Problem description:
Reproduce, unchanged, the lines between the one holding "point: curb -- for" and the last line of the records, including both ends, but no pictures.

Natural language region descriptions:
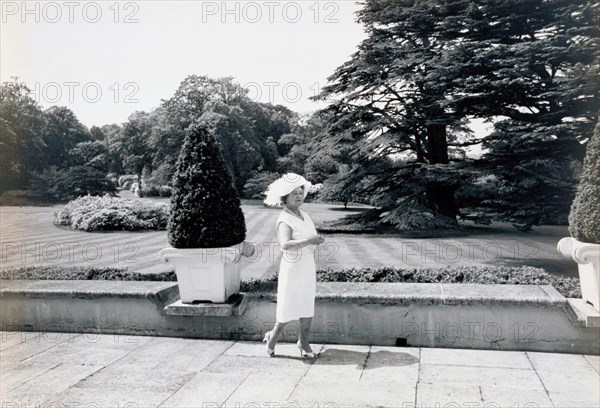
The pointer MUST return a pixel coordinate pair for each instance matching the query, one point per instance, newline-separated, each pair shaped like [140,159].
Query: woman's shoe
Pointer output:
[267,339]
[306,353]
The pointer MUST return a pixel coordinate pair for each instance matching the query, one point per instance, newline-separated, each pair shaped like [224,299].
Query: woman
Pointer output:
[297,273]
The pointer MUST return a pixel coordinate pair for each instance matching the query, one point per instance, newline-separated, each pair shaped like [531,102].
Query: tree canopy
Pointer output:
[428,67]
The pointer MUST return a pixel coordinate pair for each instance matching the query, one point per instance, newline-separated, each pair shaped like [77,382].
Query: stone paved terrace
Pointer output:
[90,370]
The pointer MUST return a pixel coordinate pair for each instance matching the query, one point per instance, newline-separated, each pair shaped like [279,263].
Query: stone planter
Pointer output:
[207,274]
[587,257]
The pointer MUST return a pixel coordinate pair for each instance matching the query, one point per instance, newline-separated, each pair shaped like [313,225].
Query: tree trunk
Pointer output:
[440,197]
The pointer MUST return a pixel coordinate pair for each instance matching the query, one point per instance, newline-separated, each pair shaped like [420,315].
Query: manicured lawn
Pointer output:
[28,237]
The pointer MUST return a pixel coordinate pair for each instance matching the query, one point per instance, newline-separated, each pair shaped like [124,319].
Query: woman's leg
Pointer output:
[305,323]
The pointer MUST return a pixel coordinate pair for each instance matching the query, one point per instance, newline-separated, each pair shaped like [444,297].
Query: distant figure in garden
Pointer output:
[297,273]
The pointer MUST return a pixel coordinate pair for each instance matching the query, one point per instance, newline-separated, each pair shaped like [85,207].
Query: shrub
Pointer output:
[17,197]
[126,180]
[58,185]
[112,213]
[59,272]
[155,191]
[584,218]
[205,206]
[257,184]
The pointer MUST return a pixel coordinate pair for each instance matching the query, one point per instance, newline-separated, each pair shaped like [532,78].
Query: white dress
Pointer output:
[297,272]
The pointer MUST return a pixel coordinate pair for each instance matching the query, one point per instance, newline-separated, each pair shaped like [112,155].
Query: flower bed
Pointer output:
[568,287]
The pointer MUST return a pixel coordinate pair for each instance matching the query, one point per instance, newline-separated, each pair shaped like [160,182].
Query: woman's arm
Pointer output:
[284,233]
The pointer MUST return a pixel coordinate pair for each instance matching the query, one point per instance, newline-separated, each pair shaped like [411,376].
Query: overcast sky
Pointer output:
[105,60]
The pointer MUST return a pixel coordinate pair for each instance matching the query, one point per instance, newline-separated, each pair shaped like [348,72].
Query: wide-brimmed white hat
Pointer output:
[283,186]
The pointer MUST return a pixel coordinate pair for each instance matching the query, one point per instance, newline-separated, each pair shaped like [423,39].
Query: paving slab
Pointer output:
[515,378]
[13,375]
[90,354]
[32,347]
[392,363]
[319,392]
[507,397]
[46,386]
[475,358]
[244,365]
[104,371]
[344,362]
[259,388]
[122,396]
[573,399]
[254,349]
[594,361]
[207,388]
[450,395]
[569,378]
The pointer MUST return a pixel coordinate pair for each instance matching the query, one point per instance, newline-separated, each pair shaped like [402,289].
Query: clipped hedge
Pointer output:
[525,275]
[205,206]
[155,191]
[584,218]
[57,272]
[92,213]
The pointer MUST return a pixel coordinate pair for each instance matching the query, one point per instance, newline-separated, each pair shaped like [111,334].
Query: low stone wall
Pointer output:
[499,317]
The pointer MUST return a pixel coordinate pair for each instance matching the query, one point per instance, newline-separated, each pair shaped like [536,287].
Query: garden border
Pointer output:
[498,317]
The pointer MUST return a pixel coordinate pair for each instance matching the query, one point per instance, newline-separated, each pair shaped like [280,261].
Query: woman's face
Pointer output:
[296,197]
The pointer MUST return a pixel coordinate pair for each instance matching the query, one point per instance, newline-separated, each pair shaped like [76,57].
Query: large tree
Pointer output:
[63,131]
[21,145]
[427,67]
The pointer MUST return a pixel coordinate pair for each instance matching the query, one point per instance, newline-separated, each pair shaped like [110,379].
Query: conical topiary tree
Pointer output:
[205,206]
[584,219]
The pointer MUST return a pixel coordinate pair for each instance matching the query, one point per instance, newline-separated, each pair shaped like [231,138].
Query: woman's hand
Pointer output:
[316,240]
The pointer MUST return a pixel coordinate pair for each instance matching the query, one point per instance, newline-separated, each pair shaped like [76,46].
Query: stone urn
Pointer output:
[207,274]
[587,257]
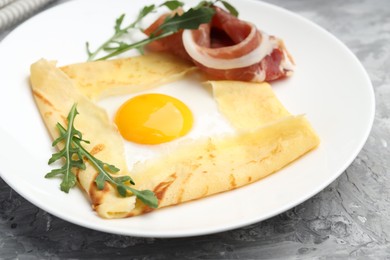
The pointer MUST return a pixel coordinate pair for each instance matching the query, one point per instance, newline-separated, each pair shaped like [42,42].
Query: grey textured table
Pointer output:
[350,218]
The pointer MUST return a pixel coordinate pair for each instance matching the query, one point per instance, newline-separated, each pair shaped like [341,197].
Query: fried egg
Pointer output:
[153,119]
[155,122]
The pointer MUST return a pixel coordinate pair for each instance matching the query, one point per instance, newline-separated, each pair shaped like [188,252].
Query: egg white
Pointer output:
[208,121]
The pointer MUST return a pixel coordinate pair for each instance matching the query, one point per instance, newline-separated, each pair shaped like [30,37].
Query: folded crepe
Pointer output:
[267,139]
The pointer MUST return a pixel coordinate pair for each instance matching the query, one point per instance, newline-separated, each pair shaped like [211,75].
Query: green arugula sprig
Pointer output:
[191,19]
[75,154]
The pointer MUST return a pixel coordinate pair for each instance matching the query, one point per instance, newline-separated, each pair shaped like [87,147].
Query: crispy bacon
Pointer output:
[228,48]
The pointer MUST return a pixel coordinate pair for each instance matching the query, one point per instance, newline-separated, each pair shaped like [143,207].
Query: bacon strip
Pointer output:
[228,48]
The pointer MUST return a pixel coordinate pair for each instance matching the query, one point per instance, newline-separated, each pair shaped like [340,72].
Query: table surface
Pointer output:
[349,218]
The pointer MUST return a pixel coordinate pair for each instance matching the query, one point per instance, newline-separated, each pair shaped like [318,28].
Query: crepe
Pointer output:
[196,169]
[101,79]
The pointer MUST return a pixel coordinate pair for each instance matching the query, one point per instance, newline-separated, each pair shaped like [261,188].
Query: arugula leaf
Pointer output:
[191,19]
[172,5]
[75,154]
[72,156]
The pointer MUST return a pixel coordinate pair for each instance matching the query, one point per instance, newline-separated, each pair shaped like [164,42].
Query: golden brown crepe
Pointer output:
[100,79]
[268,137]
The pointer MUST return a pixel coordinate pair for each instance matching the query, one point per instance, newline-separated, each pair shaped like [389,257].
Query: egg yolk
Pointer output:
[153,119]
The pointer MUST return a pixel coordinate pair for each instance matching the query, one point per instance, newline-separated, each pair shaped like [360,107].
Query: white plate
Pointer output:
[330,86]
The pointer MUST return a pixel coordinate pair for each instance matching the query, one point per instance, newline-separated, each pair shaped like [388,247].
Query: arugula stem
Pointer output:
[135,45]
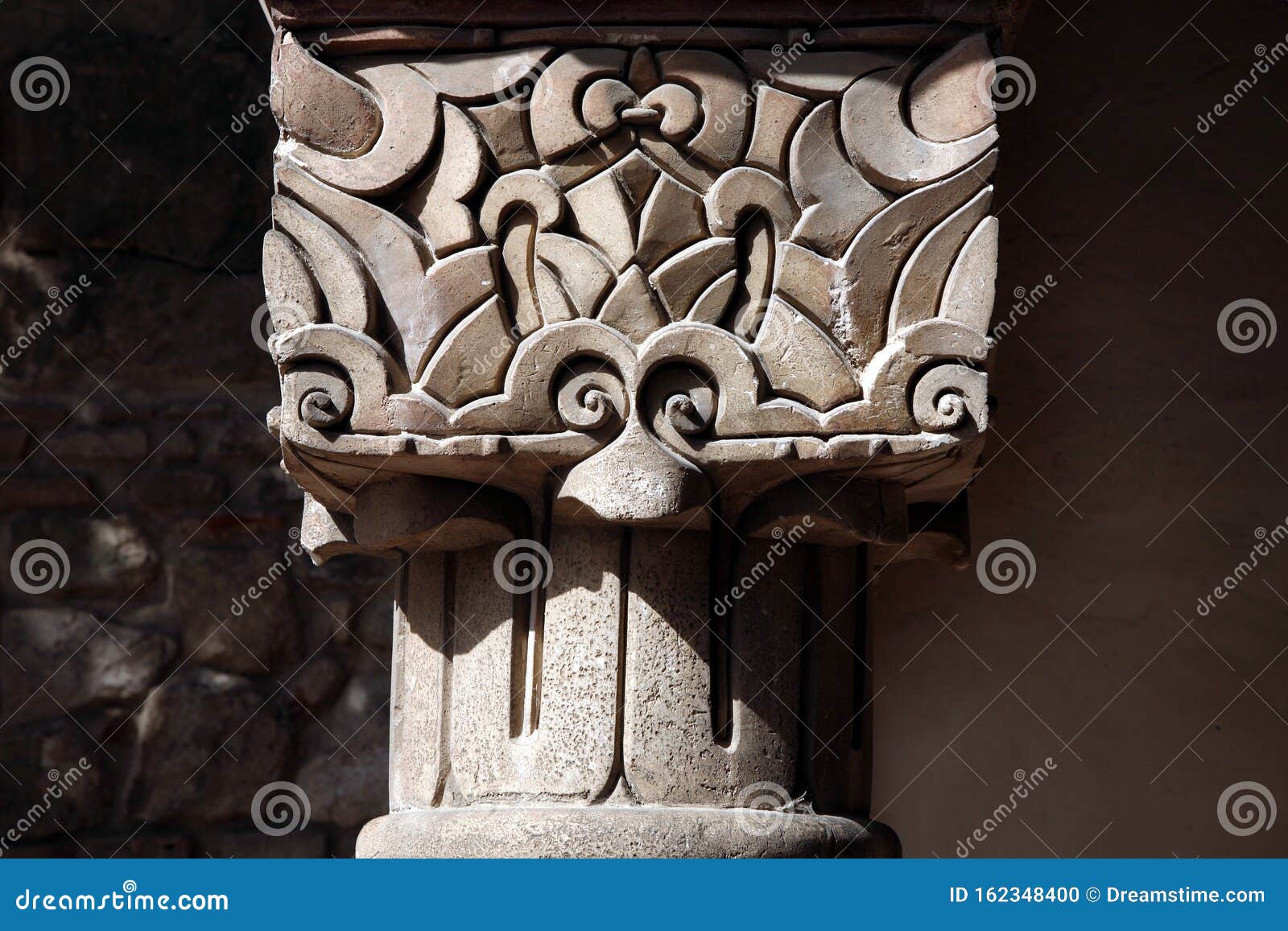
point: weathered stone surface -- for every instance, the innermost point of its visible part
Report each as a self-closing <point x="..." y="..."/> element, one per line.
<point x="206" y="744"/>
<point x="105" y="557"/>
<point x="55" y="776"/>
<point x="345" y="778"/>
<point x="615" y="294"/>
<point x="236" y="608"/>
<point x="66" y="661"/>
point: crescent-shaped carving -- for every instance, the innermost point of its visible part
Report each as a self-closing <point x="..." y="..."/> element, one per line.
<point x="409" y="107"/>
<point x="886" y="150"/>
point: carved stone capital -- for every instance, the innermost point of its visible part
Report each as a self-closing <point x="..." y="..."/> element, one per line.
<point x="658" y="309"/>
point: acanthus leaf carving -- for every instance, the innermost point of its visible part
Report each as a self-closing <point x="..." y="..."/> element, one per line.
<point x="785" y="231"/>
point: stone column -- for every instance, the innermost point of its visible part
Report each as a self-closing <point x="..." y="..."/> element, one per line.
<point x="637" y="345"/>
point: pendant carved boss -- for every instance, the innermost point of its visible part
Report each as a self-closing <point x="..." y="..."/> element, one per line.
<point x="650" y="272"/>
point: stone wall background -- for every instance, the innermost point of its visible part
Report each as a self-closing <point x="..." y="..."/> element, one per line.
<point x="132" y="435"/>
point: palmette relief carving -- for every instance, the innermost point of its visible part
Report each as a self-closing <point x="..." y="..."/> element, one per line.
<point x="506" y="264"/>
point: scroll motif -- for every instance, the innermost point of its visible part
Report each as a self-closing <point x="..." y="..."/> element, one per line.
<point x="527" y="242"/>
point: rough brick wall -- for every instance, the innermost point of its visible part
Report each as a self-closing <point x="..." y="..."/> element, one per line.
<point x="132" y="435"/>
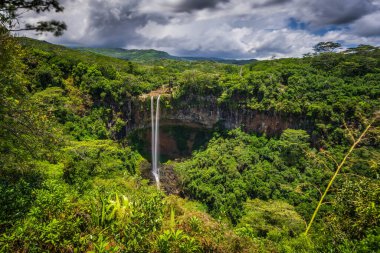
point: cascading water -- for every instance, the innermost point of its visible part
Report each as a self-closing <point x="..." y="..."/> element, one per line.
<point x="155" y="139"/>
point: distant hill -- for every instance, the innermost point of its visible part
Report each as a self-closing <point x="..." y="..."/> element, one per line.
<point x="152" y="55"/>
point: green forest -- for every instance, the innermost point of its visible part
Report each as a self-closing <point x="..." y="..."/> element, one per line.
<point x="72" y="179"/>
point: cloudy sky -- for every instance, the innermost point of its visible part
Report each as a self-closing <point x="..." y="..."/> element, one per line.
<point x="237" y="29"/>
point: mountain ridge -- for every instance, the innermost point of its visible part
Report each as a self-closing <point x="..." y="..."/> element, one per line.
<point x="142" y="55"/>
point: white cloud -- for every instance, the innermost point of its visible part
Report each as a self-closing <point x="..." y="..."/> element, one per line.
<point x="233" y="29"/>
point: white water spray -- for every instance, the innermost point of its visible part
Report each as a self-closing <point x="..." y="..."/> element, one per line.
<point x="155" y="139"/>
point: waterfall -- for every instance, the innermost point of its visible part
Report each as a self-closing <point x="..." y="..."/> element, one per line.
<point x="155" y="138"/>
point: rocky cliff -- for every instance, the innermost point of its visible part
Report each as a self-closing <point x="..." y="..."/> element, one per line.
<point x="205" y="112"/>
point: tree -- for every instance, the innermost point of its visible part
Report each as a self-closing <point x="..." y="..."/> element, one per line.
<point x="12" y="10"/>
<point x="326" y="47"/>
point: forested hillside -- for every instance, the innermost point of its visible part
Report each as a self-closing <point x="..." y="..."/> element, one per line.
<point x="72" y="181"/>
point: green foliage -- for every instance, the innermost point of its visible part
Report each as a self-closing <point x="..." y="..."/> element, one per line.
<point x="67" y="187"/>
<point x="88" y="159"/>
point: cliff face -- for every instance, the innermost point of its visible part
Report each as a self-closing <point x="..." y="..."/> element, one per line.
<point x="205" y="112"/>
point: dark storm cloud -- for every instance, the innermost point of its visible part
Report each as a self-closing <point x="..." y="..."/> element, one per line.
<point x="114" y="25"/>
<point x="268" y="3"/>
<point x="334" y="12"/>
<point x="194" y="5"/>
<point x="218" y="28"/>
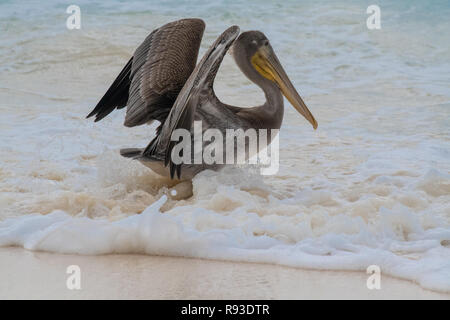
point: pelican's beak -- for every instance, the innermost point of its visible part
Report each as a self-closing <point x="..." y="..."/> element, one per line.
<point x="267" y="64"/>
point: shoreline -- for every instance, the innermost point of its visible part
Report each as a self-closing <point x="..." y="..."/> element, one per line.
<point x="42" y="275"/>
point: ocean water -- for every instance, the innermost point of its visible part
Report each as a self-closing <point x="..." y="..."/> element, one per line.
<point x="371" y="186"/>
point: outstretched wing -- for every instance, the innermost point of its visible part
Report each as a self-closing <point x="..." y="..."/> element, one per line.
<point x="150" y="82"/>
<point x="182" y="113"/>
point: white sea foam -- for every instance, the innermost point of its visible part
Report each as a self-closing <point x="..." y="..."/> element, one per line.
<point x="370" y="186"/>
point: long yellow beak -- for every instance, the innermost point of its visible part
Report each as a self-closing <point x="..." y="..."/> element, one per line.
<point x="267" y="64"/>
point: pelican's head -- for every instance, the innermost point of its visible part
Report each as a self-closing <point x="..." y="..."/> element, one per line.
<point x="255" y="57"/>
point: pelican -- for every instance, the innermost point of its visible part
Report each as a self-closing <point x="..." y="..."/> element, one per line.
<point x="162" y="82"/>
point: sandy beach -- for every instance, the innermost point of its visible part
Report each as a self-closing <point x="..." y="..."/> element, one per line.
<point x="39" y="275"/>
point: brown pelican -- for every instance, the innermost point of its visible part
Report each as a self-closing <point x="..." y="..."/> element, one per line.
<point x="162" y="82"/>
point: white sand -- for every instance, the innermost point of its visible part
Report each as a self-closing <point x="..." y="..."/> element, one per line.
<point x="39" y="275"/>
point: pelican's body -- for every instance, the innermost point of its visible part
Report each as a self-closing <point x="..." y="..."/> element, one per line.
<point x="161" y="82"/>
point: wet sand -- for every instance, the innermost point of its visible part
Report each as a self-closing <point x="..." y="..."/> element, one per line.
<point x="40" y="275"/>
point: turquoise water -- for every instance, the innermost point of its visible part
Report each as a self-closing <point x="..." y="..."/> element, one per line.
<point x="370" y="186"/>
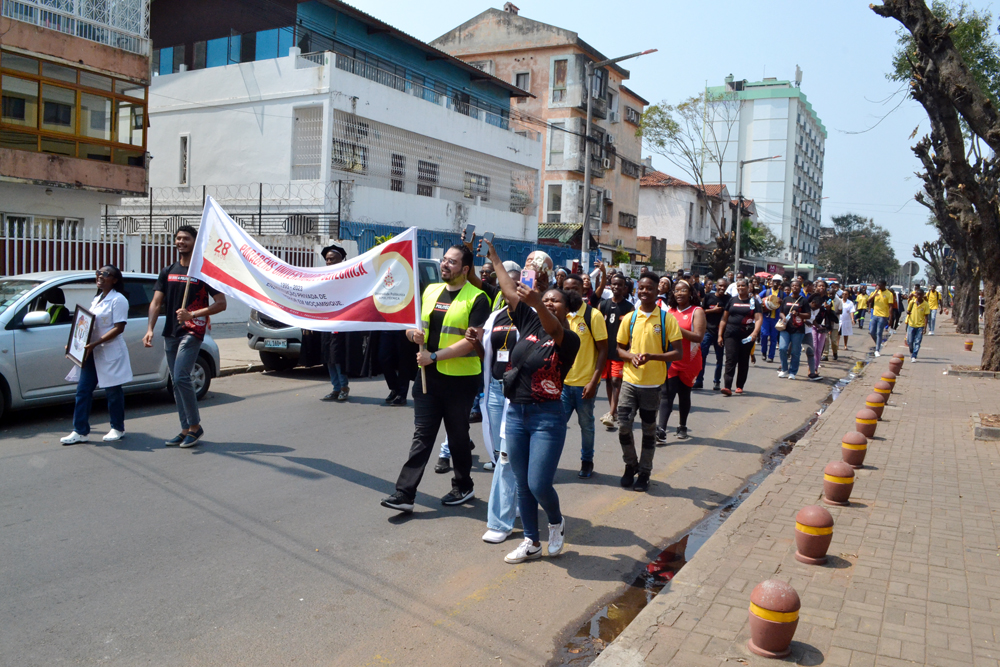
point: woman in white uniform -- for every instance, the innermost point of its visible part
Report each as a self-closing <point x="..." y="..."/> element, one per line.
<point x="107" y="364"/>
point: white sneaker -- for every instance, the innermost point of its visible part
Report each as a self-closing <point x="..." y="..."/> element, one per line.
<point x="526" y="550"/>
<point x="73" y="438"/>
<point x="495" y="536"/>
<point x="557" y="535"/>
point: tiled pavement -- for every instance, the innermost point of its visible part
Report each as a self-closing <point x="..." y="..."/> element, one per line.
<point x="914" y="573"/>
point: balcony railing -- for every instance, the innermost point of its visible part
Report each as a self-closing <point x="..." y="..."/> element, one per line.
<point x="123" y="24"/>
<point x="410" y="87"/>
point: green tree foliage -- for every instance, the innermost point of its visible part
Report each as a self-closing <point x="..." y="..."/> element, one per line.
<point x="972" y="36"/>
<point x="858" y="249"/>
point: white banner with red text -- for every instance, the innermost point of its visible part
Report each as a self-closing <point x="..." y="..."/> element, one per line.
<point x="374" y="291"/>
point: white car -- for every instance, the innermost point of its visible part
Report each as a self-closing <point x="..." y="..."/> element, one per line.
<point x="35" y="314"/>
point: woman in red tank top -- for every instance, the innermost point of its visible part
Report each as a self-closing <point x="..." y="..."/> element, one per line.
<point x="683" y="304"/>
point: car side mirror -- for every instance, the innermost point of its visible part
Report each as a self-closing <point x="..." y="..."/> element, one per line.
<point x="37" y="318"/>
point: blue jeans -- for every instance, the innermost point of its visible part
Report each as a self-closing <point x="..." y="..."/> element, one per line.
<point x="710" y="340"/>
<point x="914" y="336"/>
<point x="182" y="353"/>
<point x="768" y="337"/>
<point x="502" y="508"/>
<point x="85" y="387"/>
<point x="573" y="400"/>
<point x="536" y="434"/>
<point x="338" y="378"/>
<point x="877" y="330"/>
<point x="790" y="350"/>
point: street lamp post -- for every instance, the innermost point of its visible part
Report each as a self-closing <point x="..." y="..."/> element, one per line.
<point x="738" y="227"/>
<point x="589" y="92"/>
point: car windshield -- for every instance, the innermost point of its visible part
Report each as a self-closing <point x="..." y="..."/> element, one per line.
<point x="13" y="289"/>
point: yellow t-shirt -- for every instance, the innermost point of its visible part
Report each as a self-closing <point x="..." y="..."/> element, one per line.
<point x="917" y="314"/>
<point x="586" y="359"/>
<point x="882" y="302"/>
<point x="648" y="340"/>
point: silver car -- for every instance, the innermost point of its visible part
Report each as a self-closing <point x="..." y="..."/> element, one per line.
<point x="35" y="314"/>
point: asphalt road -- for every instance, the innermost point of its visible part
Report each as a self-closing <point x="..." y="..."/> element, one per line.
<point x="266" y="544"/>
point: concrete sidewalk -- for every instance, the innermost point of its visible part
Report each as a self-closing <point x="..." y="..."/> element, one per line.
<point x="914" y="572"/>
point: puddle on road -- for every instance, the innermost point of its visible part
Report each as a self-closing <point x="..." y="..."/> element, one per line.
<point x="612" y="619"/>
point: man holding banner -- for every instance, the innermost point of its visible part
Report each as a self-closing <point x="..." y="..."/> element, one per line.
<point x="452" y="368"/>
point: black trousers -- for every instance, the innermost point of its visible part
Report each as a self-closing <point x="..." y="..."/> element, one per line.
<point x="737" y="360"/>
<point x="668" y="390"/>
<point x="450" y="402"/>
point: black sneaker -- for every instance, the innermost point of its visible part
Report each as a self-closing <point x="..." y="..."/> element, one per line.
<point x="398" y="501"/>
<point x="192" y="438"/>
<point x="456" y="497"/>
<point x="641" y="483"/>
<point x="629" y="477"/>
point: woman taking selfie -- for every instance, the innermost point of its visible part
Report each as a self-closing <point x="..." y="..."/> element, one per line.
<point x="106" y="364"/>
<point x="535" y="426"/>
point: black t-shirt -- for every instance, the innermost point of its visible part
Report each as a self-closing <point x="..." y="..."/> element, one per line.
<point x="543" y="364"/>
<point x="613" y="315"/>
<point x="171" y="282"/>
<point x="503" y="335"/>
<point x="800" y="306"/>
<point x="741" y="313"/>
<point x="712" y="320"/>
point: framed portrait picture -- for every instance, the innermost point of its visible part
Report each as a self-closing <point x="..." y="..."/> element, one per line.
<point x="79" y="336"/>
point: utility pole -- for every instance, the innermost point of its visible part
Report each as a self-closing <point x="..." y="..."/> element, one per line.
<point x="738" y="227"/>
<point x="589" y="92"/>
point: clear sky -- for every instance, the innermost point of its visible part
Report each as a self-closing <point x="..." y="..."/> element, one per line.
<point x="843" y="48"/>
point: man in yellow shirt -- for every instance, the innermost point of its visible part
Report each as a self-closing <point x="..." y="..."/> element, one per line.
<point x="584" y="378"/>
<point x="933" y="300"/>
<point x="881" y="302"/>
<point x="918" y="311"/>
<point x="647" y="342"/>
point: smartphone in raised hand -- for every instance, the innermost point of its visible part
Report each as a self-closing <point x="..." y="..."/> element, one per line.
<point x="484" y="251"/>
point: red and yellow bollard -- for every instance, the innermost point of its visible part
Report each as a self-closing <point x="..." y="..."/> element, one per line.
<point x="865" y="422"/>
<point x="838" y="482"/>
<point x="876" y="403"/>
<point x="853" y="448"/>
<point x="774" y="615"/>
<point x="813" y="534"/>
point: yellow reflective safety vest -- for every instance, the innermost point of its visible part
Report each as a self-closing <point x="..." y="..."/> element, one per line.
<point x="456" y="322"/>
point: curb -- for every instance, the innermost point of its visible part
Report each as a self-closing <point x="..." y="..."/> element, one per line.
<point x="984" y="432"/>
<point x="241" y="370"/>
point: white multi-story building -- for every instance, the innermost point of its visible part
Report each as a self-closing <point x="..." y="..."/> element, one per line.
<point x="772" y="119"/>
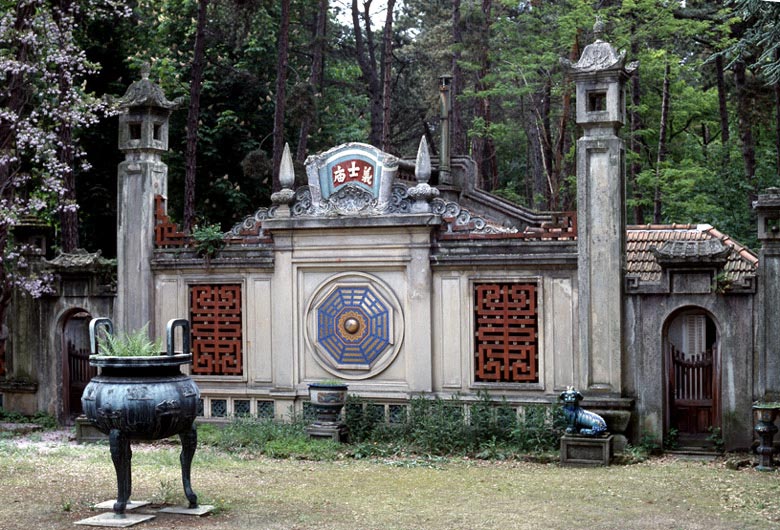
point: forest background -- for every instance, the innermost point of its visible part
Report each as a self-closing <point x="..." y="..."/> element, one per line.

Task solution:
point: curb -- for every instance, the innermost point of its visible part
Report each as a self-closing <point x="..." y="..."/> element, one per line.
<point x="984" y="432"/>
<point x="241" y="370"/>
point: white multi-story building -- for every instance, the innermost point of its visible part
Report each as a self-closing <point x="..." y="..."/> element, one per line.
<point x="772" y="119"/>
point: forest background -- for every instance, the innermost point of its visible part
Report each as a self-closing <point x="..." y="..."/> element, one per line.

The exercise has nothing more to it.